READING PASSAGE =
__________________________________________________

What's your take on this situation?UPDATE post 50

disykat said:
Wow - she's trying to avoid $15 a week because she can inconvenience you for free. Not a friend I'd want.

IMO, there's really no room for favors when you are doing daycare. Favors are for "trading", not always onesided. I've done favors for lots of friends and they've done the same for me, but anything that is for work purposes we've always paid. The rule in our group is that if you are making money you share it with the one who is enabling you to do so.

When she originally presented her situation to me, she told me that it would save her $200 a month in afterschool care. I found out the true cost shortly thereafter.

DH thinks this is one reason why she's taking so much advantage. I did babysit for her some this summer and she did (sometimes) pay me. DH thinks that because of this she now considers me to be an employee of hers, which if true, makes me hopping mad. I agree that favors should be reciprocated, which is what we agreed this situation would be. That hasn't been the case though, and now I don't think I care for it to be.
 
Thank you all for your continued take on this situation. I really appreciate your perspective, and I think it'll give me the confidence I need to take a stand here. :)
 
I agree with the other posters. You need to tell this woman, "I'm sorry, this arrangement isn't working out for me. You'll need to make other plans." And if/when she calls in the future for a favor that isn't convenient, feel free to say, "I'm sorry, that won't work for me."

My SIL and I occasionally trade favors like babysitting and the like. When SIL wants something that isn't convenient or that I just plain don't want to do, I let her know that it doesn't work for me and she makes other arrangements.

Sometimes, my SIL gets miffed, but I'm not responsible for other people's feelings. And neither are you. If your "friend" gets upset than that is her problem, not yours.
 
luvmy2sams said:
When she originally presented her situation to me, she told me that it would save her $200 a month in afterschool care. I found out the true cost shortly thereafter.

$15.00!?!?!? Are you serious??? With this added bit of information, I would be sure to let her know that you know what the true cost for her would've been and that you don't appreciate her "stretching the truth" about the financial aspect of this deal! GRRRRRRR!!!!

You can take total control of what is happening in this situation. You need to take the emotionality out of this. Just tell her this is no longer a situation that will work for you- and in the future do not volunteer or agree to help out. She's totally taking advantage of you.
 

I think you should ask her to take care of your kids for a weekend while you and dh go away on vacation. If she says no, then you can call her bluff and say you aren't taking care of her kids anymore.
 
First of all, I would remind her about the $ that she owes you from the summer. She needs to be up to date with that and you shouldn't write it off as a lesson earned if she said she would pay you.

Too bad that you haven't been speaking up more this year. I can't believe that she hasn't offered to pay you for your time since it isn't a carpool situation.

She should spend the little money it would cost and have her kids stay at school the extra hour until her husband could pick them up. She seems like a cheapskate to use you for free!

Good luck!
 
I agree with PP. You should tell her nicely that it's just not working out. I would rather lose a friend than put up with that for who knows how long.

__________________________________________________

GIVEN DATA =

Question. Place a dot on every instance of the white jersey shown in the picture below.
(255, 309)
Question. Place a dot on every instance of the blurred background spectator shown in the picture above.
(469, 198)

__________________________________________________

WRITTEN TASK A = In the babysitting forum thread, how much did the friend originally say the arrangement would save her each month?
WRITTEN TASK B = Carry on the babysitting forum thread past its last post.
The data has no connection to the babysitting forum thread.

WRITTEN RESPONSE A = $200 a month in afterschool care.

WRITTEN RESPONSE B =
You can do it! :sunny:
 
Based on something Christine said earlier, I just don't understand how you would drop her like that if you haven't told her the troubles you're having with the kids! It sounds to me like she doesn't even know how the kids are behaving. Would her extra requests cause you so much grief if everything went smoothly in the car pool?

I just can't see letting everything fester like this. I'm sure she's not a mind reader.

(note, I'm not saying she's NOT using your friendship, just that how can you know if you haven't even been honest with her???)
 
Marseeya said:
Based on something Christine said earlier, I just don't understand how you would drop her like that if you haven't told her the troubles you're having with the kids! It sounds to me like she doesn't even know how the kids are behaving. Would her extra requests cause you so much grief if everything went smoothly in the car pool?

I just can't see letting everything fester like this. I'm sure she's not a mind reader.

(note, I'm not saying she's NOT using your friendship, just that how can you know if you haven't even been honest with her???)

Thanks, Marseeya. That was what I was trying to get at. Despite the "user" that she appears to be, I think it's also not good to just drop someone without being honest and forthright about the situation. I would absolutely tell her how much the kids and their lack of responsibility is causing grief. Tell her that you will give her 2 more weeks to get her kids in line, to be prompt, and to have this running smoothly. I do feel that if everyone (the kids) did their part, this would really be no sweat for you to do.

My neighbor drives my son to school every morning with his DD. (No he's not a SAHD but the school is on the way to his office). I make sure that my son is at their house on time, that my son is on his BEST behavior, and never causes my neighbor one bit of problem. I would be mortified if he did.
 
Marseeya said:
Based on something Christine said earlier, I just don't understand how you would drop her like that if you haven't told her the troubles you're having with the kids! It sounds to me like she doesn't even know how the kids are behaving. Would her extra requests cause you so much grief if everything went smoothly in the car pool?

I just can't see letting everything fester like this. I'm sure she's not a mind reader.

(note, I'm not saying she's NOT using your friendship, just that how can you know if you haven't even been honest with her???)

I have repeatedly talked to my friend about how the boys don't come out as requested and told by their teachers...how the daughter never seems to be able to let the boys in promptly. Believe me, she knows exactly how the kids are behaving.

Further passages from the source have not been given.